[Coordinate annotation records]

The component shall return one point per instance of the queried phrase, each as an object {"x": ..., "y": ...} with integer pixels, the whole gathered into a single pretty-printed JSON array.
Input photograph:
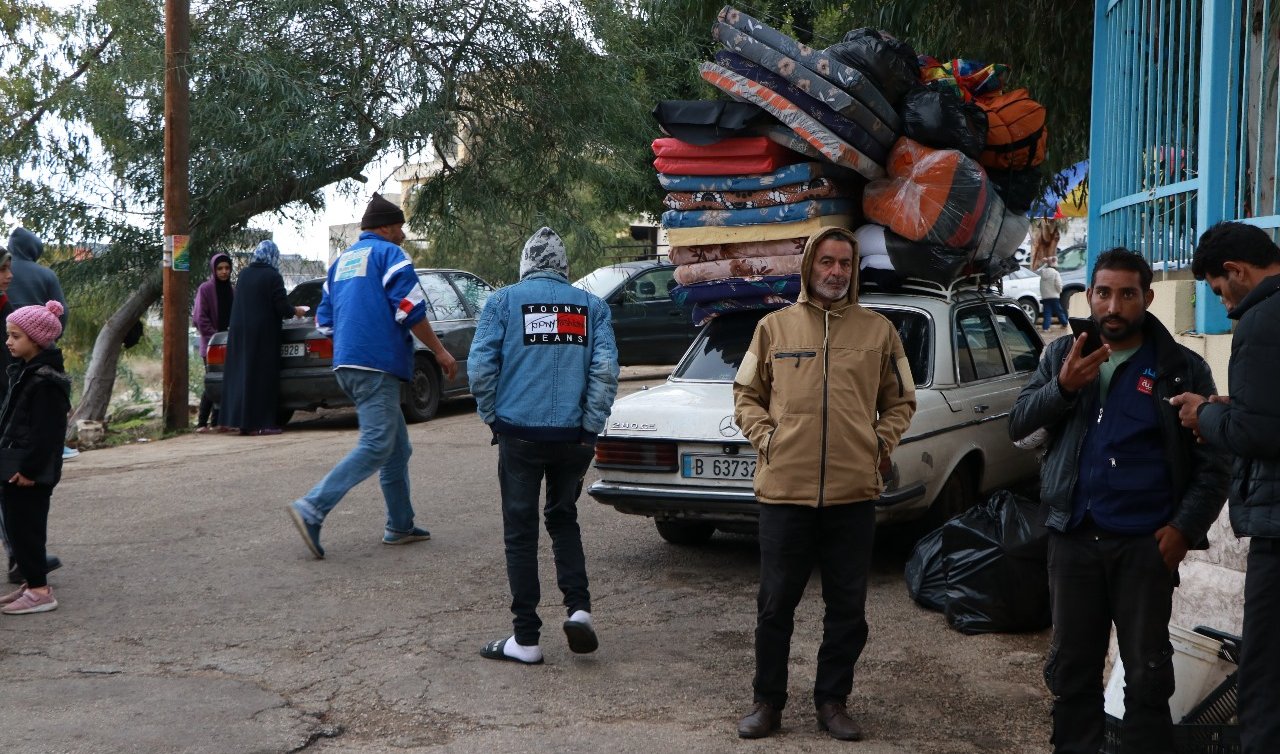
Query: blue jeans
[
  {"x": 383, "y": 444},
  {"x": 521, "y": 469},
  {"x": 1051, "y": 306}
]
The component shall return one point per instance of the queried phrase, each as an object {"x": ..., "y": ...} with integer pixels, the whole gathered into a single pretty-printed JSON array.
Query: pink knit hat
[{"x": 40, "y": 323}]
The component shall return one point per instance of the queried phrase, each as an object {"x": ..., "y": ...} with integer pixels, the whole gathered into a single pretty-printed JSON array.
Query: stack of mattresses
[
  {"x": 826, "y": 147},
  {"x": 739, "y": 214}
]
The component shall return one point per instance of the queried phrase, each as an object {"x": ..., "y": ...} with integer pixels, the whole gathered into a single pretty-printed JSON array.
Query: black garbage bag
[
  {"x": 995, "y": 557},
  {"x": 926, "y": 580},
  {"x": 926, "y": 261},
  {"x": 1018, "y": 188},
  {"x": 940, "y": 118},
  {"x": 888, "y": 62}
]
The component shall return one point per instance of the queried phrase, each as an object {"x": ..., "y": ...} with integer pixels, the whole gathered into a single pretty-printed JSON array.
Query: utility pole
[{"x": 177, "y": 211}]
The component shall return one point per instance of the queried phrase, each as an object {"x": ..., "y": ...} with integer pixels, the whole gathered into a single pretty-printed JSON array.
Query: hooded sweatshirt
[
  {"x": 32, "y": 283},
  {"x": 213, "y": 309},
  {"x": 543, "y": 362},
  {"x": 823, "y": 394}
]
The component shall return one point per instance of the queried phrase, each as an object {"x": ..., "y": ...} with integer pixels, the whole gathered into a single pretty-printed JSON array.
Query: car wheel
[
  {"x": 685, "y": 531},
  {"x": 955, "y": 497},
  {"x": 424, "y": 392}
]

### TASK INSTRUCTIONS
List every line of the items above that contains the string "Query", copying each line in full.

### EXPECTED OUTPUT
Query: blue jeans
Query: pink knit hat
Query: stack of mattresses
Query: black garbage bag
Query: utility pole
Query: hooded sweatshirt
Query: car wheel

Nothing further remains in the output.